§ **DOCUMENT EXCERPT**
-- BEGIN --
You have an app and it needs to retrieve data. Naturally, it makes a network call and the request travels over the internet eventually reaching your infrastructure to handle the request. In today’s world, how your infrastructure is provisioned, managed, and updated makes a big difference in terms of reliability and scalability. To solve these common and complex problems, the Cloud Native Computing Foundation is creating best practices, incubating software, and helping organize information for companies' journeys into the cloud and out of their own data centers. So let’s take a look at how we got to cloud native.

The Ancient Past

In the before times, companies would purchase hardware and bake/fry servers into existence. At the time, it was pretty much the only option, and as a result, very expensive. As more and more users were onboarded, scalability (and by extension reliability) became problems that needed to be solved by throwing more hardware at the problem. This solution doesn’t scale well as eventually you run into the problem of no more room in the data center or it is too costly to get more hardware. An additional problem is configuration drift. Since each piece of hardware is unique, partial upgrades/downgrades, incomplete deployments, OS/tool versions, etc. could leave each server in a state where what was tested may not work or creates heisenbugs. This also exacerbates the dev vs. prod parity problem as dev is typically ahead of prod (and there is no spare hardware available to mirror prod) and trying to reproduce and/or troubleshoot problems in an unlike environment adds additional complexity and may mask the issue.
-- END --
§ **DATA SECTION**
-- BEGIN --
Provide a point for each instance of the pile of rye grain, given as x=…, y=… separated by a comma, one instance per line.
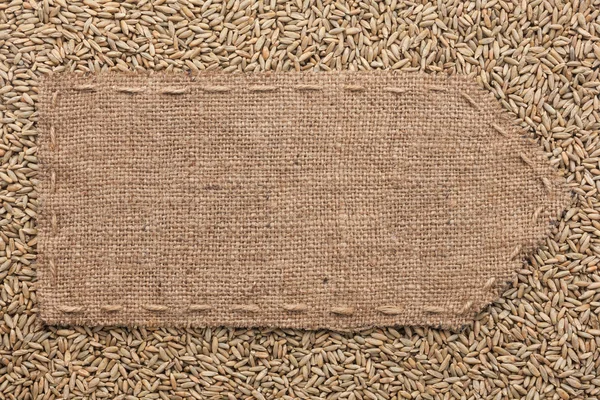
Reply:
x=539, y=58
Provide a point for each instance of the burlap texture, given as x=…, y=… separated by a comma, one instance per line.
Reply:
x=340, y=200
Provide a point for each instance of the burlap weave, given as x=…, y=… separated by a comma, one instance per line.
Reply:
x=340, y=200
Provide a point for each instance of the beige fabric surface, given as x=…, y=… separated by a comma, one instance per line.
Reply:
x=340, y=200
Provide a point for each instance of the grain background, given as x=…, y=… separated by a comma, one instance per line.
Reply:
x=539, y=58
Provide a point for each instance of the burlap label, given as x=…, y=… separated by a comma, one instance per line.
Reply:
x=341, y=200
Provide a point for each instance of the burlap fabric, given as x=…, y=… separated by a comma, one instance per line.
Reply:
x=291, y=200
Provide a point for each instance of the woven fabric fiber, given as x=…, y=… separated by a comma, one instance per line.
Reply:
x=340, y=200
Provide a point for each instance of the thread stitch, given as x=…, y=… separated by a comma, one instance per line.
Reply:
x=342, y=310
x=174, y=91
x=295, y=307
x=85, y=88
x=394, y=90
x=130, y=90
x=199, y=307
x=252, y=308
x=308, y=87
x=111, y=308
x=71, y=309
x=354, y=88
x=53, y=271
x=434, y=310
x=215, y=89
x=52, y=138
x=54, y=224
x=155, y=307
x=52, y=181
x=390, y=310
x=437, y=89
x=260, y=88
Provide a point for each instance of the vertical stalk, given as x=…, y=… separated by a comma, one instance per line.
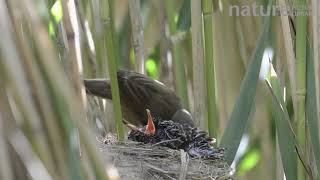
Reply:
x=112, y=66
x=209, y=64
x=137, y=34
x=301, y=41
x=74, y=56
x=198, y=65
x=316, y=47
x=178, y=64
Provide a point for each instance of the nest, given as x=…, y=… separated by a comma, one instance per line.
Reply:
x=144, y=161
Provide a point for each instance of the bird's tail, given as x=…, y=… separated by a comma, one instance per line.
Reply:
x=98, y=87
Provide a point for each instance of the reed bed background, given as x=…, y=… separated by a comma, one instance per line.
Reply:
x=250, y=81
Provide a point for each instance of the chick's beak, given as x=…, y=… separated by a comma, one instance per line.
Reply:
x=150, y=129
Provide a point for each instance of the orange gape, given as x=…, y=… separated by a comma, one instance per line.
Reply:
x=150, y=129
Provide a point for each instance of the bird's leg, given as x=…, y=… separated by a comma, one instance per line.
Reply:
x=150, y=129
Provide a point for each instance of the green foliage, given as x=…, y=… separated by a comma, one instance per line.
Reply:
x=238, y=121
x=249, y=160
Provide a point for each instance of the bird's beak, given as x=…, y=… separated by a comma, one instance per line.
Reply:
x=150, y=129
x=130, y=126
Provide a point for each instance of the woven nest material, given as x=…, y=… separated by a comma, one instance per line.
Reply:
x=144, y=161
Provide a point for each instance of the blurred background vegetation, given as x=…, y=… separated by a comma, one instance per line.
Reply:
x=212, y=59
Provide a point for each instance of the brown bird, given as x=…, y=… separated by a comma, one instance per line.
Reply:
x=194, y=141
x=138, y=92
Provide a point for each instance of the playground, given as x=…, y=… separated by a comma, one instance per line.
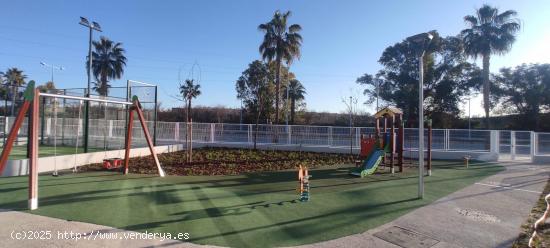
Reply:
x=248, y=210
x=227, y=197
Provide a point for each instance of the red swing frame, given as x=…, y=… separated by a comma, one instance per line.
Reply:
x=32, y=102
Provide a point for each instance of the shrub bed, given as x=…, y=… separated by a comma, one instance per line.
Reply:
x=226, y=161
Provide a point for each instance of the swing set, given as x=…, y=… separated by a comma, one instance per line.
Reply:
x=32, y=103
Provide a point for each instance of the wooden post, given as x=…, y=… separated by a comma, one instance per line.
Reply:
x=392, y=143
x=8, y=144
x=33, y=152
x=147, y=135
x=12, y=135
x=401, y=138
x=191, y=140
x=128, y=141
x=429, y=157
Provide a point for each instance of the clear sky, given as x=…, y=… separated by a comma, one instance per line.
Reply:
x=342, y=40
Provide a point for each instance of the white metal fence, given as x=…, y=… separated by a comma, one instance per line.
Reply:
x=109, y=134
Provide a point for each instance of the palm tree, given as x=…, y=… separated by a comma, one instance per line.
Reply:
x=108, y=63
x=281, y=43
x=296, y=92
x=189, y=90
x=489, y=32
x=14, y=78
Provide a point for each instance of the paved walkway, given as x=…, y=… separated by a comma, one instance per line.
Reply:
x=486, y=214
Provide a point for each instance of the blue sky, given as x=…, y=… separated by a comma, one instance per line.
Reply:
x=342, y=40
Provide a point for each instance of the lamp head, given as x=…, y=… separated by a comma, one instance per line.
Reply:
x=84, y=22
x=420, y=38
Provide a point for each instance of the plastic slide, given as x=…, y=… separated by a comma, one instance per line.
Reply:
x=370, y=164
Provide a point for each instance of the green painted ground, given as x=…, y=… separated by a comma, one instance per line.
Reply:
x=20, y=152
x=255, y=210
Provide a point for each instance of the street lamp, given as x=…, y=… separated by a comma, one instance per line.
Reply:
x=420, y=42
x=91, y=26
x=378, y=83
x=52, y=67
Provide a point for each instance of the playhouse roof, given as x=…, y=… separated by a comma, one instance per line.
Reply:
x=390, y=110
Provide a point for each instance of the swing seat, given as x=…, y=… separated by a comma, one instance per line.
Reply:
x=112, y=163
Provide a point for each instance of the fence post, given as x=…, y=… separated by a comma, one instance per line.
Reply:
x=249, y=133
x=6, y=128
x=289, y=133
x=494, y=143
x=110, y=128
x=357, y=135
x=176, y=131
x=48, y=126
x=212, y=132
x=329, y=136
x=533, y=147
x=513, y=145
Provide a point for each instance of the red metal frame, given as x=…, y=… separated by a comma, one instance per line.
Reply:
x=33, y=152
x=34, y=105
x=128, y=141
x=13, y=135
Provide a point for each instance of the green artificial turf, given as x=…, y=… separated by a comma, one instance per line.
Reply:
x=254, y=210
x=20, y=152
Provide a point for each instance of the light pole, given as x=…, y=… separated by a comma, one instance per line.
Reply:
x=420, y=42
x=52, y=67
x=287, y=106
x=469, y=120
x=377, y=92
x=91, y=26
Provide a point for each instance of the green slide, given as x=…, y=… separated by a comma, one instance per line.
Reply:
x=370, y=164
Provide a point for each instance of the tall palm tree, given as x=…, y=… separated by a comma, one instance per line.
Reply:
x=489, y=32
x=14, y=78
x=108, y=62
x=296, y=92
x=189, y=90
x=281, y=43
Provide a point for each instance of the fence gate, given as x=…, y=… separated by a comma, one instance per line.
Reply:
x=516, y=145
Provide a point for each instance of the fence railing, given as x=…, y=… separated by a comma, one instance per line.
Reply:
x=110, y=134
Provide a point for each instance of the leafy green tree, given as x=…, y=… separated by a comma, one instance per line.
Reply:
x=489, y=32
x=107, y=64
x=254, y=89
x=14, y=78
x=448, y=77
x=525, y=90
x=296, y=92
x=281, y=43
x=189, y=90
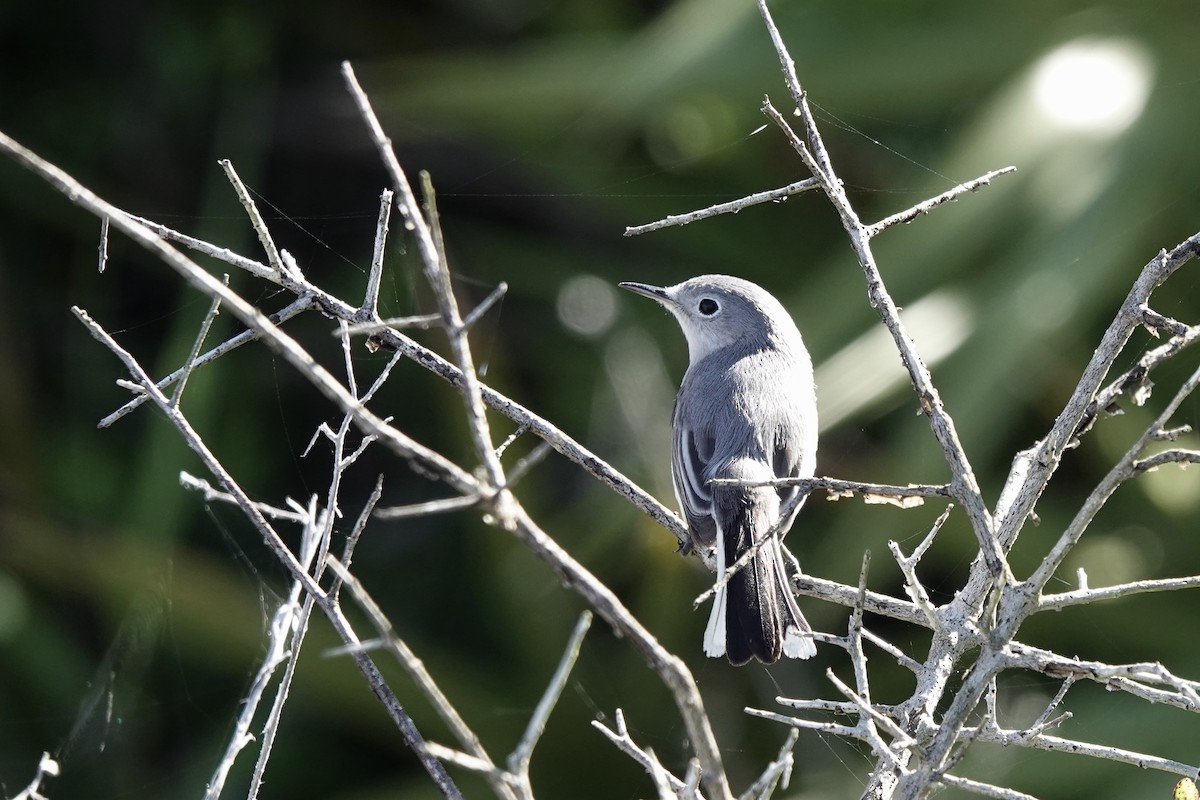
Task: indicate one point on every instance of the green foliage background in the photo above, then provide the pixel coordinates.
(132, 615)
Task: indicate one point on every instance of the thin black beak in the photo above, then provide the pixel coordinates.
(646, 289)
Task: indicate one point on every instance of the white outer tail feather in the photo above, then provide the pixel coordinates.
(714, 633)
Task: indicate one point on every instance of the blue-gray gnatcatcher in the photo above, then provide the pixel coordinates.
(747, 409)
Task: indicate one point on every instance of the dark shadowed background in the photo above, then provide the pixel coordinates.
(132, 614)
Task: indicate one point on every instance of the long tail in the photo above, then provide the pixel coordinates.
(754, 615)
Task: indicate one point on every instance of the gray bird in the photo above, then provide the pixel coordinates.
(747, 409)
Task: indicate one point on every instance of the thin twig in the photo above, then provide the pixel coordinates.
(934, 202)
(250, 335)
(190, 364)
(733, 206)
(519, 762)
(371, 296)
(256, 218)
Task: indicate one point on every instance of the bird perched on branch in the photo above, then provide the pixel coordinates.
(745, 410)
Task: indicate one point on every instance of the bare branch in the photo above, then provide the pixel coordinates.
(1085, 596)
(256, 218)
(934, 202)
(519, 762)
(771, 196)
(46, 768)
(190, 364)
(371, 298)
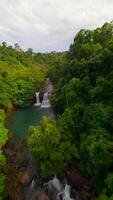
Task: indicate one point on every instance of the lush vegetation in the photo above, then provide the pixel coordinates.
(3, 139)
(21, 75)
(83, 98)
(48, 147)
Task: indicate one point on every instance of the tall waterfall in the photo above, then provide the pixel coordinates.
(37, 100)
(45, 102)
(58, 190)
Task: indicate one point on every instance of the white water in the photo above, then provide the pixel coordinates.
(66, 193)
(45, 102)
(56, 188)
(37, 100)
(32, 184)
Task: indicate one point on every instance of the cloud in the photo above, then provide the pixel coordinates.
(47, 25)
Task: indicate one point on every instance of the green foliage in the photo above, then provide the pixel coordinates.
(20, 76)
(2, 186)
(83, 97)
(46, 144)
(3, 139)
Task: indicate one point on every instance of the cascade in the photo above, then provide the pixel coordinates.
(58, 190)
(37, 100)
(66, 193)
(32, 184)
(45, 102)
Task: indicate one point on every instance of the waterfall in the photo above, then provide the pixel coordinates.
(45, 102)
(58, 190)
(37, 100)
(32, 184)
(66, 193)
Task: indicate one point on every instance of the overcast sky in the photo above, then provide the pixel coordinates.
(48, 25)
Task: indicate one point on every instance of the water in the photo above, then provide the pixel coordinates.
(20, 120)
(58, 190)
(45, 102)
(37, 100)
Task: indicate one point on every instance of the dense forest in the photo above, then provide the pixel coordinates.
(83, 101)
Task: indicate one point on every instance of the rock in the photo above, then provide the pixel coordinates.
(43, 196)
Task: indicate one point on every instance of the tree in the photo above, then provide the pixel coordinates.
(47, 146)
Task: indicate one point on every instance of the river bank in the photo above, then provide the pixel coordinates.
(23, 181)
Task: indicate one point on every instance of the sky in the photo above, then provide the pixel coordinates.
(50, 25)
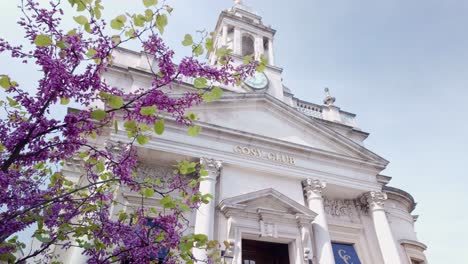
-- END --
Reproduce verbatim the portion of the text on the path to cloud native that begins with the words "You have an" and ends with "to cloud native.".

You have an app and it needs to retrieve data. Naturally, it makes a network call and the request travels over the internet eventually reaching your infrastructure to handle the request. In today’s world, how your infrastructure is provisioned, managed, and updated makes a big difference in terms of reliability and scalability. To solve these common and complex problems, the Cloud Native Computing Foundation is creating best practices, incubating software, and helping organize information for companies' journeys into the cloud and out of their own data centers. So let’s take a look at how we got to cloud native.